> _Given problem_
According to the passage on global markets for U.S. technology, which two parallel developments have drawn attention to the country's ability to compete internationally?

Chapter 6: Science & Engineering Indicators 93
The Global Markets for U.S. Technology
In the United States, two parallel developments--the growing import penetration of the U.S. domestic market and the recent large U.S. trade deficits--have drawn attention to the country's ability to compete in an increasingly international economy.
In particular, recent challenges to U.S. leadership in many high-technology product markets have led policymakers to examine the role of the Nation's S& T in supporting and restoring U.S. competitiveness in the global marketplace.
There are several reasons why high-tech industries are important to the U.S. economy.
- High-tech firms are associated with innovation. Firms that are innovative tend to gain market share, create new product markets, and/or use resources more productively. These characteristics have helped to make high-tech industries the fastest
growing industries in the United States (ITA 1993, p. 21, tables 3 and 4).
- High-tech firms are associated with high value-added manufacturing and success in foreign markets which helps to support higher compensation to the production workers they employ. (Click here for footnote 3.)

> _Supplied material_
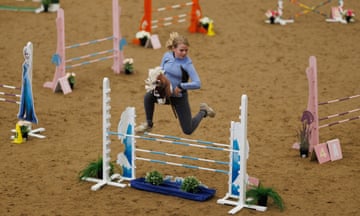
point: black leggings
(182, 109)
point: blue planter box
(173, 189)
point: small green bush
(154, 177)
(94, 170)
(190, 184)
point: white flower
(142, 34)
(70, 74)
(205, 20)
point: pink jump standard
(60, 60)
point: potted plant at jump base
(188, 188)
(259, 195)
(348, 15)
(143, 37)
(71, 79)
(128, 65)
(304, 133)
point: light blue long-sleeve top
(173, 72)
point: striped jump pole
(116, 53)
(147, 23)
(7, 95)
(313, 105)
(308, 9)
(237, 149)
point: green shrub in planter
(260, 196)
(94, 170)
(154, 177)
(190, 184)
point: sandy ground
(246, 56)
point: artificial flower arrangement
(305, 133)
(272, 15)
(348, 15)
(143, 36)
(187, 188)
(71, 79)
(128, 65)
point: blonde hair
(176, 39)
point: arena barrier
(23, 97)
(61, 64)
(313, 105)
(238, 153)
(147, 23)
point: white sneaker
(143, 127)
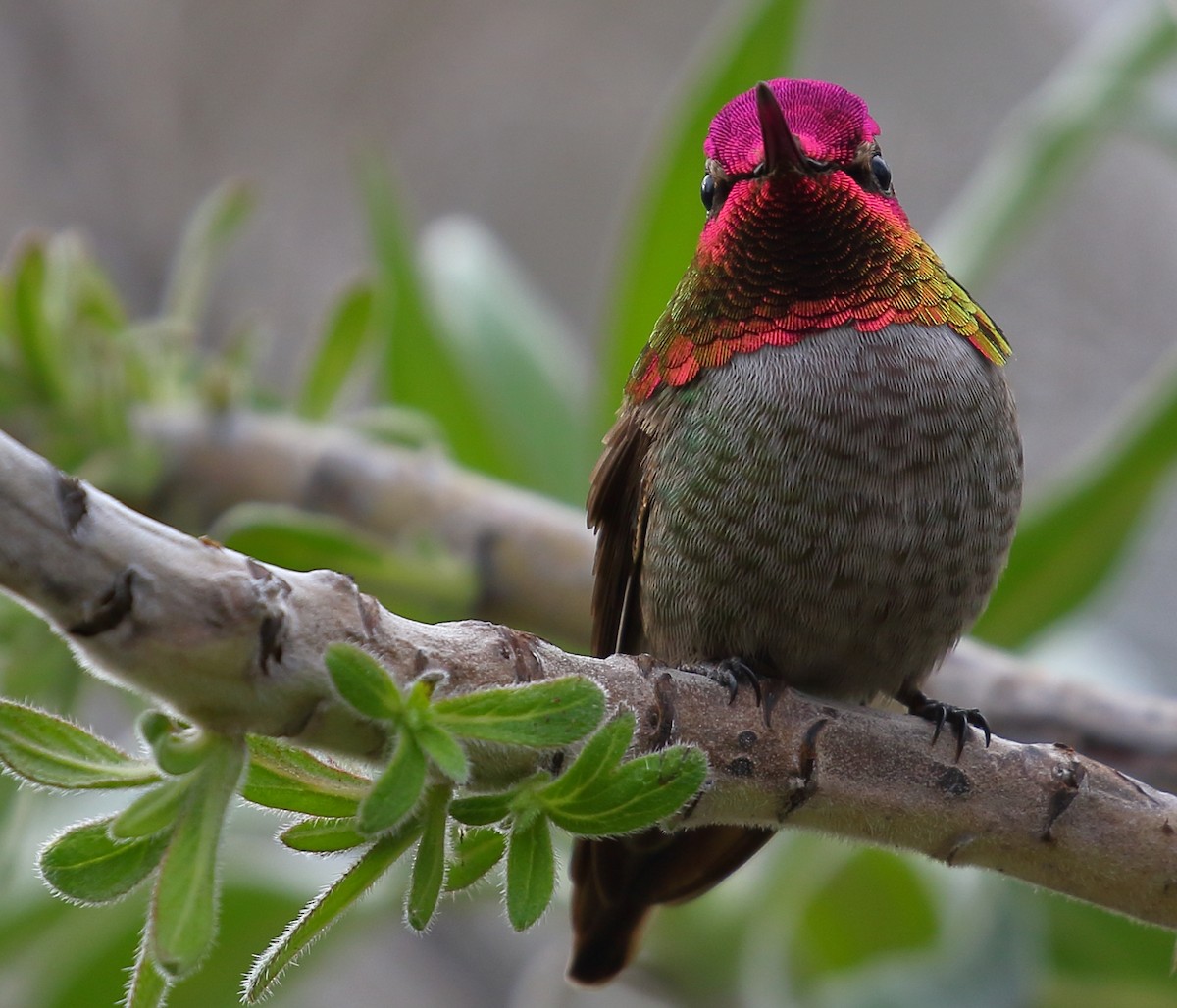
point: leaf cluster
(421, 801)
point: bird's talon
(958, 719)
(729, 673)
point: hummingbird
(815, 475)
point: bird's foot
(958, 719)
(729, 673)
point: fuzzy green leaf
(44, 365)
(283, 777)
(212, 226)
(86, 865)
(146, 987)
(419, 366)
(640, 794)
(323, 835)
(397, 790)
(531, 872)
(347, 331)
(539, 715)
(429, 865)
(444, 750)
(183, 905)
(325, 909)
(519, 360)
(1068, 544)
(599, 758)
(475, 853)
(53, 752)
(152, 812)
(481, 809)
(364, 682)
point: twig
(236, 646)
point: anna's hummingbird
(815, 475)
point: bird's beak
(781, 147)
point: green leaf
(481, 809)
(840, 927)
(422, 579)
(397, 790)
(323, 835)
(152, 812)
(34, 337)
(666, 218)
(325, 909)
(212, 226)
(518, 358)
(183, 906)
(600, 756)
(539, 715)
(429, 865)
(1047, 140)
(86, 865)
(419, 367)
(531, 872)
(1068, 544)
(283, 777)
(364, 682)
(475, 853)
(347, 330)
(639, 794)
(53, 752)
(147, 987)
(181, 748)
(444, 750)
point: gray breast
(835, 512)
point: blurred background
(548, 125)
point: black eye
(709, 190)
(882, 173)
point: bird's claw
(730, 673)
(958, 719)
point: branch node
(954, 782)
(112, 608)
(806, 756)
(521, 647)
(1068, 778)
(72, 501)
(270, 637)
(660, 718)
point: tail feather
(617, 882)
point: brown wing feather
(617, 882)
(618, 504)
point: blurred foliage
(489, 373)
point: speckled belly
(836, 512)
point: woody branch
(236, 646)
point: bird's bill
(781, 147)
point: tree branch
(534, 559)
(236, 646)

> _Written solution_
The growing import penetration of the U.S. domestic market and the recent large U.S. trade deficits.